== Job ==
Copy the lines of the listing below verbatim, starting with the line containing "of the moored" and going on through the line containing "[[476, 141]]", with both of those lines included.
>>>
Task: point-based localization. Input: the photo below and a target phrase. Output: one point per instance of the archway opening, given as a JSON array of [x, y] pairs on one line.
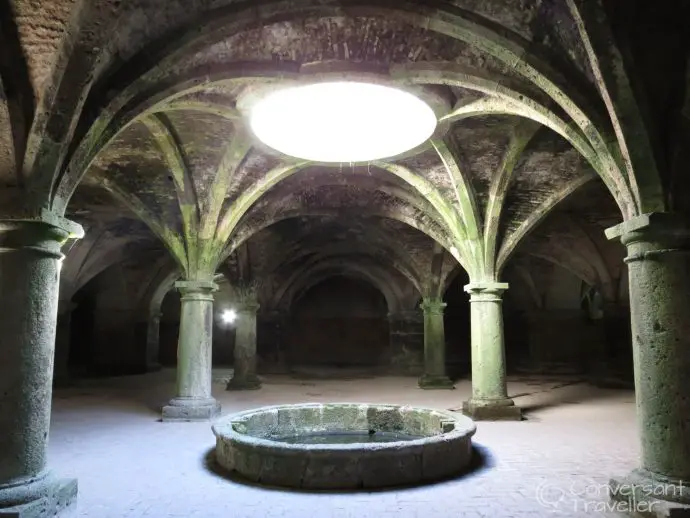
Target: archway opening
[[341, 322], [456, 320]]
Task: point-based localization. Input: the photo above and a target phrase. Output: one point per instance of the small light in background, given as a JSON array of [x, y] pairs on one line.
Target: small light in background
[[228, 316]]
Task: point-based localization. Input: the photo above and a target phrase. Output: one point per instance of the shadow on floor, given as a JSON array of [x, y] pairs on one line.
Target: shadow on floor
[[482, 460]]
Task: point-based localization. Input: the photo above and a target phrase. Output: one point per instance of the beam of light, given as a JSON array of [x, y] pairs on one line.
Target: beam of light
[[342, 121], [228, 316]]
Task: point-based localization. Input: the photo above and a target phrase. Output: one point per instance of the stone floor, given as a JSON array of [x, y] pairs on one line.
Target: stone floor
[[555, 463]]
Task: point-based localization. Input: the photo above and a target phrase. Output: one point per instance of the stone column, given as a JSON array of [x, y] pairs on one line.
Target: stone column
[[659, 274], [153, 342], [489, 399], [29, 274], [244, 374], [63, 335], [434, 346], [194, 401]]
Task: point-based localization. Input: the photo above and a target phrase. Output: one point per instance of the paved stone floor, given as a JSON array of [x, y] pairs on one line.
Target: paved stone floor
[[555, 463]]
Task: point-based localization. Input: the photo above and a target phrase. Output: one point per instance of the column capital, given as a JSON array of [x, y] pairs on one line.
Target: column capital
[[650, 235], [655, 226], [247, 306], [405, 315], [44, 236], [432, 305], [486, 291], [197, 289]]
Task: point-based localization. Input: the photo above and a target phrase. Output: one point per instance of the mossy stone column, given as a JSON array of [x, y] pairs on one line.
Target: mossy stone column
[[489, 399], [659, 274], [244, 375], [194, 401], [29, 276], [434, 346]]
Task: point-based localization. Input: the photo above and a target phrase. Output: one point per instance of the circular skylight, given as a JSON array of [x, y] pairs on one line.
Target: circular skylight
[[342, 121]]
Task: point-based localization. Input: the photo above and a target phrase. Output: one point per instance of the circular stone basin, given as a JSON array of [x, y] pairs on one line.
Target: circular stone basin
[[343, 445]]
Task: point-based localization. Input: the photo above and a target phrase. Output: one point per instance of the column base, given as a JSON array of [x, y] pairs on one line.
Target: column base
[[492, 410], [428, 382], [645, 495], [191, 409], [47, 498], [250, 383]]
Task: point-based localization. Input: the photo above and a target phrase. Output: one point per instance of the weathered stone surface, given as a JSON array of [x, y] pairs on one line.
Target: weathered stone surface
[[194, 401], [658, 246], [29, 259], [250, 444]]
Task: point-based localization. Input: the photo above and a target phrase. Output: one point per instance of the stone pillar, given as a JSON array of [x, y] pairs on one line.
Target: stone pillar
[[194, 401], [153, 342], [489, 399], [244, 372], [434, 346], [29, 275], [659, 274], [63, 335]]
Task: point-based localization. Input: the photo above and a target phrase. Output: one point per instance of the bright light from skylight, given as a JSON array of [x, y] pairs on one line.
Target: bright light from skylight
[[342, 121], [228, 316]]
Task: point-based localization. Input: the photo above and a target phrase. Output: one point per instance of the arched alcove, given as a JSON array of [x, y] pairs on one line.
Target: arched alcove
[[339, 322], [456, 318], [108, 333], [554, 331]]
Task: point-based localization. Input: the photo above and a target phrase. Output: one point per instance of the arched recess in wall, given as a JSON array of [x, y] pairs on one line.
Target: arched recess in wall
[[553, 331], [107, 333], [456, 319], [336, 321], [162, 283]]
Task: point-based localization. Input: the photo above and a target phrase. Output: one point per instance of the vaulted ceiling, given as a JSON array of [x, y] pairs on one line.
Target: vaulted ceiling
[[123, 113]]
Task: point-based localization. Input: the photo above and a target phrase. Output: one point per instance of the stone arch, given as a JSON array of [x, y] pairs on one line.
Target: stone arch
[[302, 280], [501, 46]]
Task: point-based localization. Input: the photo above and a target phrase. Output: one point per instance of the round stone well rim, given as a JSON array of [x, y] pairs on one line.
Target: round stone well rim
[[223, 428]]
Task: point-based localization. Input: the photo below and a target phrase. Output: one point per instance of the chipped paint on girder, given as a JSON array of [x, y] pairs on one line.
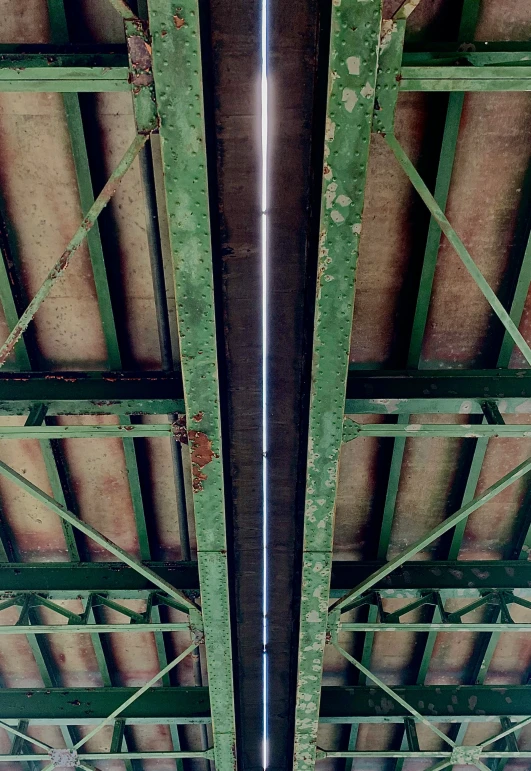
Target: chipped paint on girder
[[352, 80]]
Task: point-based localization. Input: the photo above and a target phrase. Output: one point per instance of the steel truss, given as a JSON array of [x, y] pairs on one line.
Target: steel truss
[[367, 70], [160, 100]]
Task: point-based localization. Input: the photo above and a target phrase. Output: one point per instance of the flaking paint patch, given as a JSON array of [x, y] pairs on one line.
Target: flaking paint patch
[[330, 130], [330, 194], [388, 27], [353, 65], [367, 91], [343, 200], [391, 405], [349, 99], [201, 455]]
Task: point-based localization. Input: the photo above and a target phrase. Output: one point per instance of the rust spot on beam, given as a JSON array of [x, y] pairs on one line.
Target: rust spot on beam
[[201, 455]]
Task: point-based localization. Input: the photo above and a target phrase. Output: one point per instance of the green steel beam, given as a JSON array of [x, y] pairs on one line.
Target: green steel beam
[[354, 48], [424, 755], [465, 79], [440, 703], [411, 430], [155, 430], [123, 755], [423, 71], [64, 580], [368, 391], [32, 630], [84, 393], [497, 628], [396, 392], [178, 83], [339, 704]]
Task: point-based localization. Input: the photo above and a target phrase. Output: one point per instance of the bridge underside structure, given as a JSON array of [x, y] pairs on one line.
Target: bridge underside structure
[[130, 459]]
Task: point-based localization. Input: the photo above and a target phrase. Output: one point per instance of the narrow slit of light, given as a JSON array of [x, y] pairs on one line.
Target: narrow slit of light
[[264, 259]]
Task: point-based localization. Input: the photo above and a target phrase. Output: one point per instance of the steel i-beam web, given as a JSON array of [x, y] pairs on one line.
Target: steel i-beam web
[[178, 84], [354, 48]]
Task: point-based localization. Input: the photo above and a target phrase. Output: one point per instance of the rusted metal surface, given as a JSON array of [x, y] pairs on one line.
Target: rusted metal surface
[[39, 190]]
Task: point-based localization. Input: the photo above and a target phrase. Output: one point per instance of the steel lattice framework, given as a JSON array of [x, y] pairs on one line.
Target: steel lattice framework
[[173, 106], [368, 67]]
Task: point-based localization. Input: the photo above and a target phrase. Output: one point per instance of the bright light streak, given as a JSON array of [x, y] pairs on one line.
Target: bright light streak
[[264, 257]]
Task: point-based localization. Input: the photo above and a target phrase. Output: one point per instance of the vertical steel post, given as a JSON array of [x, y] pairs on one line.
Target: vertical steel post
[[177, 69], [355, 37]]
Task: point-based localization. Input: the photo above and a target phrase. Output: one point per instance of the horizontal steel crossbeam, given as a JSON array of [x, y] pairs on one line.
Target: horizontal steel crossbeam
[[84, 393], [447, 703], [459, 576], [65, 580], [44, 68], [441, 391], [339, 704], [51, 705]]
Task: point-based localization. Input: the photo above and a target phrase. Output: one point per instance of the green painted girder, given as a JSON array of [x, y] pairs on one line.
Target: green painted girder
[[456, 575], [457, 78], [123, 755], [460, 391], [354, 47], [421, 71], [353, 430], [47, 432], [85, 393], [67, 705], [177, 70], [339, 704], [64, 580], [350, 704]]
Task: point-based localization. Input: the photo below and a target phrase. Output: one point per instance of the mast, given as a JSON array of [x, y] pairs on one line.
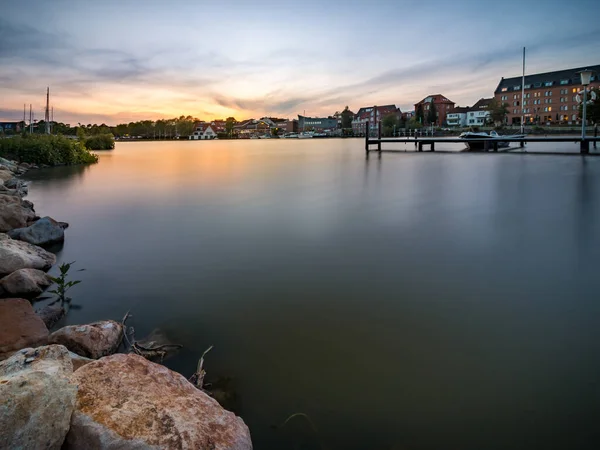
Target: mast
[[47, 115], [523, 96]]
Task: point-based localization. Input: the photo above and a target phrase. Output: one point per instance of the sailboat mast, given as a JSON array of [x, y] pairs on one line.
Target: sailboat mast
[[523, 96], [47, 116]]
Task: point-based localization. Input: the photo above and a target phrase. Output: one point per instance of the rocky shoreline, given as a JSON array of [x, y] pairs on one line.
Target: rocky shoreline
[[70, 388]]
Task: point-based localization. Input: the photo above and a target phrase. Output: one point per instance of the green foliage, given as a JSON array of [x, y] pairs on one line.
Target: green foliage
[[62, 285], [100, 142], [46, 149], [346, 118]]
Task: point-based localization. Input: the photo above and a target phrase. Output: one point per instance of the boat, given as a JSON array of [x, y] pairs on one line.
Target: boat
[[475, 140]]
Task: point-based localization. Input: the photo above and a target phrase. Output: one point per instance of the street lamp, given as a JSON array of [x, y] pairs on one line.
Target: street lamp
[[586, 78]]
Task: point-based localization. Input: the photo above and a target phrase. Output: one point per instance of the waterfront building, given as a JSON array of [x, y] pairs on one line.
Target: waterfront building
[[550, 97], [373, 115], [202, 131], [442, 107], [457, 117], [319, 124], [479, 113]]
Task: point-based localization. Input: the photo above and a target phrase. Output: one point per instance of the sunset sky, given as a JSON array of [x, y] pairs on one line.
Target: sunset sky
[[126, 60]]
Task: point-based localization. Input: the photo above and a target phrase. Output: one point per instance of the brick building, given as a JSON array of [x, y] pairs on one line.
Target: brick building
[[549, 97], [442, 107], [374, 115]]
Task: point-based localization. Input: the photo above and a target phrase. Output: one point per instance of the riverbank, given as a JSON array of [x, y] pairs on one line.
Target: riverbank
[[89, 385]]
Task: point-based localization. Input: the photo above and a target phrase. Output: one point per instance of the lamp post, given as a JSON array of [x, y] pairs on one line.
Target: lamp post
[[586, 76]]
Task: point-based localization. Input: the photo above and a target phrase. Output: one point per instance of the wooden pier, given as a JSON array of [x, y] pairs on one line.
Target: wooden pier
[[490, 144]]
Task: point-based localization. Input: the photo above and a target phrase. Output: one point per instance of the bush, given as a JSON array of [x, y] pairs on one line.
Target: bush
[[100, 142], [46, 149]]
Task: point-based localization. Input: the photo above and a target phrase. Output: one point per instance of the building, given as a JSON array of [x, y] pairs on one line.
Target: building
[[549, 97], [203, 130], [10, 127], [457, 117], [251, 127], [317, 123], [479, 113], [442, 107], [374, 115]]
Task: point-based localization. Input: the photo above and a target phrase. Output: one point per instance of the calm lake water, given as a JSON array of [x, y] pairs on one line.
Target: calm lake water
[[415, 301]]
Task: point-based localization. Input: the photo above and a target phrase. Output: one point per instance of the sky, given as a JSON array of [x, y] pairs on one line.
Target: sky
[[119, 61]]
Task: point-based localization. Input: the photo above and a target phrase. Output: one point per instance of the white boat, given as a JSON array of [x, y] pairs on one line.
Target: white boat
[[475, 141]]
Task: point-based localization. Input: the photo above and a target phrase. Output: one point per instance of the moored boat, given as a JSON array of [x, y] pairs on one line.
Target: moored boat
[[476, 141]]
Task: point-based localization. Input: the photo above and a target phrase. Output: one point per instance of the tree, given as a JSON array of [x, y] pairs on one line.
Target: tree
[[432, 114], [498, 111], [419, 113], [346, 118], [390, 124]]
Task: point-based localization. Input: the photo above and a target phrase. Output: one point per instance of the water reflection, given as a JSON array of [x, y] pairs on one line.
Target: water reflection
[[413, 300]]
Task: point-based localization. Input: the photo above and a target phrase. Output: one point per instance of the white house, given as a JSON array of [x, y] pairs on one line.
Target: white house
[[203, 131], [457, 117], [478, 114]]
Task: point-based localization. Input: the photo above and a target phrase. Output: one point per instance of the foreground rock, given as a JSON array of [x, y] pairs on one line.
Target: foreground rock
[[43, 232], [15, 255], [128, 402], [20, 327], [38, 398], [93, 340], [25, 283]]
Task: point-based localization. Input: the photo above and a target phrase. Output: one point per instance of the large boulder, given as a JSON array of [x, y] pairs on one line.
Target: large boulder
[[127, 402], [15, 255], [93, 340], [38, 398], [20, 326], [26, 283], [43, 232]]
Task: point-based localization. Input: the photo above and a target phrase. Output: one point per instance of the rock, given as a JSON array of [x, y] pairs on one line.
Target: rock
[[12, 214], [20, 326], [43, 232], [128, 402], [79, 361], [15, 255], [51, 314], [26, 283], [38, 398], [94, 340]]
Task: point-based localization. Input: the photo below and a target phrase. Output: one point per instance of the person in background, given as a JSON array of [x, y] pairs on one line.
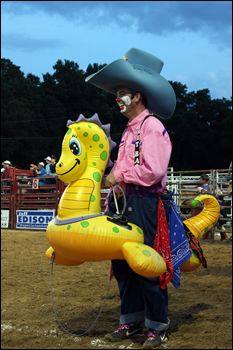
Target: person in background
[[47, 167], [53, 170], [229, 178], [40, 171], [205, 184], [53, 165], [142, 175], [8, 170]]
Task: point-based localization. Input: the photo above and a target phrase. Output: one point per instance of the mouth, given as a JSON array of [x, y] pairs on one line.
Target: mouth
[[120, 103], [77, 162]]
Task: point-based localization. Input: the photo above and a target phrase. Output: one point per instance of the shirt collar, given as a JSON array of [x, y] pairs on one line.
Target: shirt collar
[[138, 119]]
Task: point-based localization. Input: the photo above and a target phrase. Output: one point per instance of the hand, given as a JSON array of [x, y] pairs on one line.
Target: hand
[[110, 180]]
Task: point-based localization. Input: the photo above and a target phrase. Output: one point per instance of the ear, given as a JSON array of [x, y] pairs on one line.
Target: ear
[[137, 97]]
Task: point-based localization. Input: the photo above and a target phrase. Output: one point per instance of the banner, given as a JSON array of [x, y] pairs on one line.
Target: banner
[[4, 218], [34, 219]]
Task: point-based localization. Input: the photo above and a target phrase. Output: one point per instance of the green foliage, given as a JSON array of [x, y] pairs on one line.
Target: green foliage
[[34, 116]]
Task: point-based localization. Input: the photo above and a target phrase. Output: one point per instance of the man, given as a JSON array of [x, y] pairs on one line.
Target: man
[[142, 173], [53, 165], [8, 172], [47, 167], [41, 172]]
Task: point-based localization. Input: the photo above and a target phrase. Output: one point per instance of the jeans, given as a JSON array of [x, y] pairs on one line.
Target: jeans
<<<
== Output of the exercise ==
Task: point-based localization. Input: the photo above and a target phrase. Output: one point per instance of the moored boat, given as a JSON array of [x, y] pairs on one line.
Target: moored boat
[[476, 141]]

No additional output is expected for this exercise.